## TASKS FOR THIS EXERCISE
[a] Translate this sentence from the passage about the oncologist's holiday into Spanish: "I remember taking the children to Greece in the autumn half-term and we had terrific storms over night."
[b] Continue the passage about the oncologist's holiday from its final sentence.

## EXTRACT
»»
My memory continues to be poor only this time it shocks even me. The oncologist is going on holiday. Normally, he tells us, he takes action holidays (and he does say action rather than activity, creating a picture of a mild-mannered James Bond with a shock of black hair which must have been the bane of his mother’s life), but this time, they are going to Greece for a week. I think it is Crete or maybe Rhodes but certainly one of the bigger islands that we have been to and I wonder whether it will still be warm enough at that time of year. I remember taking the children to Greece in the autumn half-term and we had terrific storms over night. I think this is also the holiday where I warn them to be careful when walking at night so that they don’t fall over as the path to our apartment has lots of loose stones on it. Of course, as I am telling them this, I am also looking at the amazing night sky and inevitably fall over, coming down hard on one knee, necessitating a bag of frozen peas to be applied as often as possible and restricting the flexibility of my knee for the whole holiday. Sigh. Sod’s law, of course.
««
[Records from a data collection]
»»
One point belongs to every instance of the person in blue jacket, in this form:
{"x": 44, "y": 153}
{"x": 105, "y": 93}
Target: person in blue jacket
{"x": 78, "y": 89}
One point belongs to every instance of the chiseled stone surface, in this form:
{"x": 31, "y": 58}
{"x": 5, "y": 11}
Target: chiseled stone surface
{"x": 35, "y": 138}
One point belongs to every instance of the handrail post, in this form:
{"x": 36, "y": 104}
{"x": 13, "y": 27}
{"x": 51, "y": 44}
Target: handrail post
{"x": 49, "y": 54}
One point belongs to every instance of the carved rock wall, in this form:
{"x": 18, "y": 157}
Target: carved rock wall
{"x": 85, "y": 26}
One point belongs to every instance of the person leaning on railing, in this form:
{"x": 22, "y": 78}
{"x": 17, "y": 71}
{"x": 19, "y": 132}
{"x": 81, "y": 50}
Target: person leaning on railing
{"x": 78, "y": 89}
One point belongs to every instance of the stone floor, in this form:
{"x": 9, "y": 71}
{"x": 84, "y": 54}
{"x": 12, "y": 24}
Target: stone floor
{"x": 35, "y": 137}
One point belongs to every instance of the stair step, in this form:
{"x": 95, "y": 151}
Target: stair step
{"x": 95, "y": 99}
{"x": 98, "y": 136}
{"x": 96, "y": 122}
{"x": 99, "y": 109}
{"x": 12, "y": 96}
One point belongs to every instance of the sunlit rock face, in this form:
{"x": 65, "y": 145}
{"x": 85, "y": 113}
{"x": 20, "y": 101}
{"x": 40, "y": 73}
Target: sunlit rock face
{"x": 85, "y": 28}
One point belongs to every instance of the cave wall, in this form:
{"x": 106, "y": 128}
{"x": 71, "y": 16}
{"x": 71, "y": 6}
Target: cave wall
««
## ANSWER SECTION
[a] Recuerdo haber llevado a los niños a Grecia durante las vacaciones de mitad del trimestre de otoño, y por la noche tuvimos unas tormentas tremendas.

[b]
So, back to the memory failure. With Dr Chaudhuri taking his holiday when I would normally see him, I just have to get my blood taken at the end of the preceding week. On Saturday, I look in my diary to see I have chemo on the following Monday. It then sinks in that I have entirely forgotten to have bloods taken and feel like a complete waste of space. Sometimes, however, I just think things can’t go much worse so just whistle a happy tune and decide to arrive at the hospital early on the Monday morning. I thought that 8.45 would see the blood clinic fairly empty but the ageing population of Lincoln are made of sterner stuff and arrive in droves, packing the room out. This is not part of my clever plan. I decide to brave the filthy looks of everybody waiting and go through to see the phlebotomists who I have always found incredibly kind. I explain briefly about my brain mis-function and the cheerful lady says she will ‘do me’ straight away. “You’ve got a lot to think about” she says as I berate my stupidity. Some days a little kindness can go an awfully long way. I don’t have to wait an age for the chemo to arrive from pharmacy, either, so we are finished by early afternoon.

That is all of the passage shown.